§ **TESTO DEL DOCUMENTO**
La voce popolare, dice il Saluzzo, accusava Gandolfo e i suoi complici dell’aver tentato di far perire il Duca con sortilegi e malie, e conficcando spilletti ed aghi nel busto [p. 225 modifica]in cera del giovine Principe. Sembra che quest’assurda fantasia acquistasse credito nel popolo il quale affannoso mirava la salute di Carlo da qualche tempo illanguidire.»

Della scoperta di questa congiura diede avviso Madama Reale alla Città di Ceva, assicurandola dei sensi di sua riconoscenza per l’amore e fedeltà dimostratale in tale occorrenza. Così nel libro degli ordinati del 1648, N. 24, a carte 20.

Ritornando al convento degli Agostiniani diremo che con R. Patenti 13 marzo 1798 ne venne decretata la soppressione, e messe in vendita le cascine di sua spettanza.

Il convento colla chiesa e qualche fondo adiacente, fu poi venduto dal governo francese a certi signori Pietro Silvano e Pietro Boasso. A quest’ultimo toccò in parte la chiesa ed il convento, che furono da lui miseramente distrutti per trarre profitto dei materiali.

Questa distruzione richiama alla memoria una predizione fatta da un vecchio, laico Agostiniano ad un chierico Cevese, da cui l’apprese, lo scrittor di queste memorie, all’epoca che questo chierico fatto sacerdote trovatasi in età ottuagenaria.

§ **DATI MOSTRATI**
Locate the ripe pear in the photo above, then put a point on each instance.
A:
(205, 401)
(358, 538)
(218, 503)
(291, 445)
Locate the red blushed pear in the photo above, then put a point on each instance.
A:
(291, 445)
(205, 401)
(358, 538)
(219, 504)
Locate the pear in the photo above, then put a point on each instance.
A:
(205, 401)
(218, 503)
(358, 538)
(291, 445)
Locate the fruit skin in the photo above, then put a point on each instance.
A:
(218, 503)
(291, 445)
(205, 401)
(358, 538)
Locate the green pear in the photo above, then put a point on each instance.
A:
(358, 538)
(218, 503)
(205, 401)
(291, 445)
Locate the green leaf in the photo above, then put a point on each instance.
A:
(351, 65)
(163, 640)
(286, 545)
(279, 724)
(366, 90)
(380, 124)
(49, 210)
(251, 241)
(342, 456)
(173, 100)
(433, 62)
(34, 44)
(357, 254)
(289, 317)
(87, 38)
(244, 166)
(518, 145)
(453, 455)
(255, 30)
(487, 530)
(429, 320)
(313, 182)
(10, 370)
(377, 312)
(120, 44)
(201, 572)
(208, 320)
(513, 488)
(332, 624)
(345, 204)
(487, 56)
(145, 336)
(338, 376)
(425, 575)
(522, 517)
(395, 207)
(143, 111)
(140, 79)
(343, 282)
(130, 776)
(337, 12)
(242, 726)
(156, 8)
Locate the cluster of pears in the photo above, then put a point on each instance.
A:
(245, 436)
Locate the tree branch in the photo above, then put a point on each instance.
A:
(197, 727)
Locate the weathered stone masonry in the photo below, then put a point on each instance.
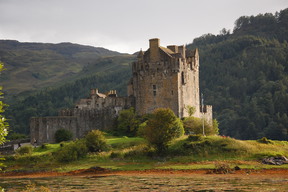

§ **COMPITO DA SVOLGERE**
Puoi citare dal testo sul convento degli Agostiniani il passo compreso tra «Della scoperta di» e «profitto dei materiali.», estremi inclusi? I record qui riportati non sono necessari.

§ **RISPOSTA AL COMPITO**
Della scoperta di questa congiura diede avviso Madama Reale alla Città di Ceva, assicurandola dei sensi di sua riconoscenza per l’amore e fedeltà dimostratale in tale occorrenza. Così nel libro degli ordinati del 1648, N. 24, a carte 20.

Ritornando al convento degli Agostiniani diremo che con R. Patenti 13 marzo 1798 ne venne decretata la soppressione, e messe in vendita le cascine di sua spettanza.

Il convento colla chiesa e qualche fondo adiacente, fu poi venduto dal governo francese a certi signori Pietro Silvano e Pietro Boasso. A quest’ultimo toccò in parte la chiesa ed il convento, che furono da lui miseramente distrutti per trarre profitto dei materiali.